◆ **Work to be completed**
Filter the items below, keeping only the lines that contain the word "trees". Matching is case-sensitive.

## start Material supplied

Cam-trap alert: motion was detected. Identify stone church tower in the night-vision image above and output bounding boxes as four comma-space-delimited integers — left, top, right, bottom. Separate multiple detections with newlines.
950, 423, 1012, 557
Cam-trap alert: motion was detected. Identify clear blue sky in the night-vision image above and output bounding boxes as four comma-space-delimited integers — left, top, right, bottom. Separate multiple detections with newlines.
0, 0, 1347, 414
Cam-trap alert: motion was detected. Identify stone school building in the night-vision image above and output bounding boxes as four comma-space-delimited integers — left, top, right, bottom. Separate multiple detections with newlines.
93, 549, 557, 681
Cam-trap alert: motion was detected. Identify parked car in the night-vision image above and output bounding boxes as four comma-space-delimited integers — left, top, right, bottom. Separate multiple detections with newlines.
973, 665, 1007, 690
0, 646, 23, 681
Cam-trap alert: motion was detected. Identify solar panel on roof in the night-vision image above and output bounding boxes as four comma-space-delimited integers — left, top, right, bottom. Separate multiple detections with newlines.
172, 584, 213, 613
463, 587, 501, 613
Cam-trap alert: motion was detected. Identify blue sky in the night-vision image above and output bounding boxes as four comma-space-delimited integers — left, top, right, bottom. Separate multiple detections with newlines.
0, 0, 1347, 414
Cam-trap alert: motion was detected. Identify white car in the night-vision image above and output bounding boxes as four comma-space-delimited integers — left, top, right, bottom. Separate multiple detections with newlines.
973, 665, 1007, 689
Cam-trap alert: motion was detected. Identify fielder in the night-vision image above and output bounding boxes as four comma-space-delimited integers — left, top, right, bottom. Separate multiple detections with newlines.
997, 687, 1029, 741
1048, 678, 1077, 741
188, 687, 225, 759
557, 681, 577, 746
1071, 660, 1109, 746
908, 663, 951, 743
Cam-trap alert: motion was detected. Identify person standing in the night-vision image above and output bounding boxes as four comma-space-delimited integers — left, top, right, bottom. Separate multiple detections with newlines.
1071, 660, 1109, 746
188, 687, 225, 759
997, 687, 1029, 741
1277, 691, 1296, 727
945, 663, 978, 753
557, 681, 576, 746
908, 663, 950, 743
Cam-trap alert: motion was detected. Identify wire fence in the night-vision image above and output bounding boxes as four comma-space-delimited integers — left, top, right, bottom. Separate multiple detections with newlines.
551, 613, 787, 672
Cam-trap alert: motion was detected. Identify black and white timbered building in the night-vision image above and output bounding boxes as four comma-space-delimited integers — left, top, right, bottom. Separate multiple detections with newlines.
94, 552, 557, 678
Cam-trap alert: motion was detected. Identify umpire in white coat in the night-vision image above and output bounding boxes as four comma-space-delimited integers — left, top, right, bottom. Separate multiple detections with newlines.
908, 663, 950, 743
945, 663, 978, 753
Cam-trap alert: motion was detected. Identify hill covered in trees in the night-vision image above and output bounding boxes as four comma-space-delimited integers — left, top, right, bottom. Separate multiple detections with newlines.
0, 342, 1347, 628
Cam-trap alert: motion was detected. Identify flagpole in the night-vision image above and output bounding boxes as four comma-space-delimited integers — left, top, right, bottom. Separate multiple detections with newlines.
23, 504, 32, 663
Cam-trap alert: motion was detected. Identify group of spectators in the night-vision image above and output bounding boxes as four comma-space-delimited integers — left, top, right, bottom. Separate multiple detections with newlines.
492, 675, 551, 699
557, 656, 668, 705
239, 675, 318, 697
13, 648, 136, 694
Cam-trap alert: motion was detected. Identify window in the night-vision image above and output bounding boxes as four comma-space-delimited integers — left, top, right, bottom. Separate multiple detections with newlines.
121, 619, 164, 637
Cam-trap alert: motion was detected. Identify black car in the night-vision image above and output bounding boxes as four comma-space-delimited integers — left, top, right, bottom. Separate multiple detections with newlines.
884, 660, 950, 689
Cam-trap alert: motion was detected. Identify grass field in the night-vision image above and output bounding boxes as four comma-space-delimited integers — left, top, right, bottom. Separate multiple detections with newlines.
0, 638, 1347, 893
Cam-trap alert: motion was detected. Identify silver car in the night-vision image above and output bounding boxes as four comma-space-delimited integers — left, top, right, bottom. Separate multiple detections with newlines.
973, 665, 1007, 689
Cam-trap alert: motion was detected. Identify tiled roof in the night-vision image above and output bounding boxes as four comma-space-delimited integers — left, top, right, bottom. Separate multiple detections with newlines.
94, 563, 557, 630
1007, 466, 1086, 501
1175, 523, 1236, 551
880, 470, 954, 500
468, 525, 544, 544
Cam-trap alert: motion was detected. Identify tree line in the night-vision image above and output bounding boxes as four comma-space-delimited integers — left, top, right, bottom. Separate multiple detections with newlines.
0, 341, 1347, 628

## end Material supplied

◆ **Solution for this exercise**
Cam-trap alert: motion was detected. Identify hill covered in trees in the night-vision image above and output bounding boxes as four comma-space-delimited integers — left, top, right, bottom. Separate multiple detections with newlines.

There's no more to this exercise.